**Direction:** Reproduce, character for character, the lines below from the one containing "Exercise. Mark every instance of the man's eye" through the one containing "[(117, 43)]", both included.

==*==

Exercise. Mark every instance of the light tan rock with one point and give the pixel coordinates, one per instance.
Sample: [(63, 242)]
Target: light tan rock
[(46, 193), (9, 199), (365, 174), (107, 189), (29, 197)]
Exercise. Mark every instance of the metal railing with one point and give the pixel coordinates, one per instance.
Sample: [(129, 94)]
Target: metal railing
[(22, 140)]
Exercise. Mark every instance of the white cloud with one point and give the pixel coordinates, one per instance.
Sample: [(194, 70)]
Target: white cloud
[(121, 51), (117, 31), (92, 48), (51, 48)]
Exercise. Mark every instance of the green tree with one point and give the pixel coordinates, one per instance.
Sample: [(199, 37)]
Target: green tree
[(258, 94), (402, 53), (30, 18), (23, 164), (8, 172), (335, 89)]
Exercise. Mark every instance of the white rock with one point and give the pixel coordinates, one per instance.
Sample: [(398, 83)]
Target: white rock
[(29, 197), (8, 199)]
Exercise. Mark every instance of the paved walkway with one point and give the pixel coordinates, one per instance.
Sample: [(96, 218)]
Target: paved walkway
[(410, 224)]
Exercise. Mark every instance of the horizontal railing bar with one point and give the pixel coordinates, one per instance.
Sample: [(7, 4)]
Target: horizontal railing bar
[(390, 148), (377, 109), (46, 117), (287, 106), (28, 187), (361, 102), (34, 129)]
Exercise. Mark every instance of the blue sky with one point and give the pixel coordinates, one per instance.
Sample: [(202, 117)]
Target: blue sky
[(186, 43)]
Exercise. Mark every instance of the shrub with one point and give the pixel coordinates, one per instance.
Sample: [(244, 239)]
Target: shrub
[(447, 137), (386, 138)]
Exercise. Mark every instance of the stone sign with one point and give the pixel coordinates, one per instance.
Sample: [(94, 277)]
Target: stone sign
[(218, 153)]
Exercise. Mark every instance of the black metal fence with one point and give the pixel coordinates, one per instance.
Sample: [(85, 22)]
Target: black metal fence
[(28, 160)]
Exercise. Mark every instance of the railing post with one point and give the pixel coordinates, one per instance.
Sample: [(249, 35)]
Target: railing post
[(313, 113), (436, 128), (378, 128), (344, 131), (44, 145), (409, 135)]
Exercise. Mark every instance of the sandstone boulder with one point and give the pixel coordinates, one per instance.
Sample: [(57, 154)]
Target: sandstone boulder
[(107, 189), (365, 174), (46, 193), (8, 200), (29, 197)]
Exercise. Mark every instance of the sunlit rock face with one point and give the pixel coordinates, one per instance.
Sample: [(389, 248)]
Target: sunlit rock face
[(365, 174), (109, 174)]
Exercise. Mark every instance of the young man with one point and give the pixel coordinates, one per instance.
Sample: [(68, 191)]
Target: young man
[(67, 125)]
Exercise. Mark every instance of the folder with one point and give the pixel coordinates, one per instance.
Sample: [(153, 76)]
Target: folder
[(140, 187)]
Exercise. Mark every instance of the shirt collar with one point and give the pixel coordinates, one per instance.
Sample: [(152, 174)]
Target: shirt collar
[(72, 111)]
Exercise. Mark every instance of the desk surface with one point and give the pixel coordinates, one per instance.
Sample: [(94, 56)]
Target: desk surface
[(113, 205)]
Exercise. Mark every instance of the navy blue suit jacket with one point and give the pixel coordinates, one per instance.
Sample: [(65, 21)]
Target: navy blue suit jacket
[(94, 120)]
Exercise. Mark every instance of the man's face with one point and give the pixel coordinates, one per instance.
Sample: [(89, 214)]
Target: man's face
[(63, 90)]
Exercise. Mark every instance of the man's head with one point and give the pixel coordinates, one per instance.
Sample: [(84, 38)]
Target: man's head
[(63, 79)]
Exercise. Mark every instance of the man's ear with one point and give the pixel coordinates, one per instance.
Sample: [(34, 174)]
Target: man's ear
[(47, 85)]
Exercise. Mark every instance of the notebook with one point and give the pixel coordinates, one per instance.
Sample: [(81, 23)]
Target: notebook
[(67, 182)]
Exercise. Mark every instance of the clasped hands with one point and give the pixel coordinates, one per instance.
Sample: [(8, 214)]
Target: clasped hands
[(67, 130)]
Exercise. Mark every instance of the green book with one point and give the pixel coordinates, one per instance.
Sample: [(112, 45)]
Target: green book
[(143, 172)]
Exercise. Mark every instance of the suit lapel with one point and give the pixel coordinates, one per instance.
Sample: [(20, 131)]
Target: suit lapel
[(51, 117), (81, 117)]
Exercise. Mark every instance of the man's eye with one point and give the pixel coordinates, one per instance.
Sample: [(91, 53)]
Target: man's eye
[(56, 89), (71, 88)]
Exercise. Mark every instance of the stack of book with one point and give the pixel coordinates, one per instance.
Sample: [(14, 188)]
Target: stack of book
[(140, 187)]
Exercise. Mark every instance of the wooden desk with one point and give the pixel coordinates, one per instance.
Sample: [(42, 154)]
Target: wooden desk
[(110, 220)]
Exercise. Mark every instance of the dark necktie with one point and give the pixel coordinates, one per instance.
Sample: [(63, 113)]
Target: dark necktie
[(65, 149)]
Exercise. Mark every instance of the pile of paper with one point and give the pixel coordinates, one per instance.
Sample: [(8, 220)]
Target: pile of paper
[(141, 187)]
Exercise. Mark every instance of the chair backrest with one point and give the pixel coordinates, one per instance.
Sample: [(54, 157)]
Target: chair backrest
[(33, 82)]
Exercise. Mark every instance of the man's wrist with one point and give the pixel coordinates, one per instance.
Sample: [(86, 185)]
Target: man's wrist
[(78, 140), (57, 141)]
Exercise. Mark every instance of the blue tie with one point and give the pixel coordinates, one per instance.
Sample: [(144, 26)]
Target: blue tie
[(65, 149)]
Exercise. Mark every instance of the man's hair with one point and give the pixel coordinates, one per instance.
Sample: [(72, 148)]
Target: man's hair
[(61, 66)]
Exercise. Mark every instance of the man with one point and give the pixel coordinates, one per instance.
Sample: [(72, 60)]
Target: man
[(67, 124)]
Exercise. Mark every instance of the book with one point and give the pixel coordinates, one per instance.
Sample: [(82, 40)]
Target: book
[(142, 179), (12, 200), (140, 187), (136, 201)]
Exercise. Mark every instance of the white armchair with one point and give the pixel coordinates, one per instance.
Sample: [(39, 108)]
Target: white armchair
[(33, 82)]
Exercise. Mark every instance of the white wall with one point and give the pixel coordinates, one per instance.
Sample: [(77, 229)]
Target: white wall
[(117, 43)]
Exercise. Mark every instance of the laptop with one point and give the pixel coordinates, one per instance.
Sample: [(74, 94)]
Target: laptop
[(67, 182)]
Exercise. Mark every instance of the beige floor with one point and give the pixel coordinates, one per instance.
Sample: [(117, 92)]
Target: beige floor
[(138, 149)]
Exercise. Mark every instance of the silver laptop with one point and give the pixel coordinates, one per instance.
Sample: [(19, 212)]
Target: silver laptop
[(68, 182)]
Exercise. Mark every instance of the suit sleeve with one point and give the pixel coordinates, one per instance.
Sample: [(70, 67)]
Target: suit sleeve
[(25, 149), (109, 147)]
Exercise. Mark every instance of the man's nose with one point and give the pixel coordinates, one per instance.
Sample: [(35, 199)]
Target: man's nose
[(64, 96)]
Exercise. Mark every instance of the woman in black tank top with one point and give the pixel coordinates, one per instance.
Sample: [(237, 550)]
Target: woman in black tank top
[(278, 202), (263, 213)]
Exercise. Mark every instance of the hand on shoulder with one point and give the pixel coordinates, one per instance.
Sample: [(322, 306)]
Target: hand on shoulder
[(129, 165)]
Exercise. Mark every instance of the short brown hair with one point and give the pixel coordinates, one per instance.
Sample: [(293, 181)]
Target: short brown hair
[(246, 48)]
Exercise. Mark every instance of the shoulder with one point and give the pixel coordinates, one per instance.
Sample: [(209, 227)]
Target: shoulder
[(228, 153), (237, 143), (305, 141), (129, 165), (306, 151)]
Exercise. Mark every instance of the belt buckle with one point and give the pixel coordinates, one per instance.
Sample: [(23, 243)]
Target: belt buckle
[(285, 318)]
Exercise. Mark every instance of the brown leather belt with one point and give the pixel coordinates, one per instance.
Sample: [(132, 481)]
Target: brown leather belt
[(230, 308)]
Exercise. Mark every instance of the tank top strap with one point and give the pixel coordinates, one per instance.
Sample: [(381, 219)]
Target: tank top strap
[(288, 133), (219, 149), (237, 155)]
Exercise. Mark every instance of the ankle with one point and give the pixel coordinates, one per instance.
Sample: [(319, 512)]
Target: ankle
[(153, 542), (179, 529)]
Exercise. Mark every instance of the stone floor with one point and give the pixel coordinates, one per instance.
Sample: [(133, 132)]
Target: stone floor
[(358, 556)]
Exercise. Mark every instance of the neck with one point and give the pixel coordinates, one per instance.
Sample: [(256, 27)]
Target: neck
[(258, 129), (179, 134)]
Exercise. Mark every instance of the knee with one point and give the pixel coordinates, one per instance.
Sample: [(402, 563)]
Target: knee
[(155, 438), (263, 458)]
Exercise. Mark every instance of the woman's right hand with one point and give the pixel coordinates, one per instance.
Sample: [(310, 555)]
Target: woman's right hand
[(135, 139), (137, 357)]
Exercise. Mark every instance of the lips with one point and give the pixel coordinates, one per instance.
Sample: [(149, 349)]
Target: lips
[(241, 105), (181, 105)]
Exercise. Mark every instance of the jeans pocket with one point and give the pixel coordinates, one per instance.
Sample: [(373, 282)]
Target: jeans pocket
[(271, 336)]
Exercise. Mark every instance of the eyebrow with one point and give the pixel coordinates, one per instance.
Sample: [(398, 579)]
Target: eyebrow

==*==

**Response to the exercise:**
Exercise. Mark every instance of the man's eye with one point and give the pixel coordinates, one per instance.
Sample: [(91, 53)]
Target: man's eye
[(56, 89), (71, 88)]
Exercise. Mark every instance of the stack of book with one point and give the pixel coordinates, one per instance.
Sample: [(14, 188)]
Target: stack of book
[(140, 187)]
Exercise. Mark every instance of the wooden desk with one point and give the pixel coordinates, one per instance.
Sample: [(42, 154)]
Target: wooden desk
[(110, 220)]
Exercise. Mark every instance of the dark necktie with one point and give the pixel coordinates, one per instance.
Sample: [(63, 113)]
Target: dark necktie
[(65, 149)]
Exercise. Mark every instance of the pile of paper with one point and give the pixel coordinates, one per instance.
Sample: [(8, 220)]
Target: pile of paper
[(141, 187)]
Exercise. Mark every instance of the chair backrest with one point and give the pixel coordinates, one per instance.
Sample: [(54, 157)]
Target: chair backrest
[(33, 82)]
Exercise. Mark every instance of the man's wrist with one point and give the pixel coordinates, one per instance.
Sample: [(86, 185)]
Target: man's wrist
[(78, 140), (57, 141)]
Exercise. Mark every instance of the blue tie with one point and give the pixel coordinates, one per instance.
Sample: [(144, 26)]
Target: blue tie
[(65, 149)]
Exercise. Mark every instance of the man's hair with one point and give the pixel coordinates, one per instance.
Sample: [(72, 148)]
Target: man's hair
[(61, 66)]
Exercise. Mark every instance of the man with one point and give the pixel coordinates, one per instance.
Sample: [(72, 60)]
Target: man
[(67, 124)]
Exercise. Mark every instance of the book with one point and give the pixel coordinates, one per instance.
Sample: [(82, 40)]
Target: book
[(142, 179), (12, 200), (140, 187), (136, 201)]
Exercise. Mark every instance of the white armchair with one point and give the pixel coordinates, one per instance.
Sample: [(39, 108)]
Target: white armchair
[(33, 82)]
Exercise. Mark every instance of the white wall with one point and give the pixel coordinates, one per instance.
Sample: [(77, 229)]
Target: white wall
[(117, 43)]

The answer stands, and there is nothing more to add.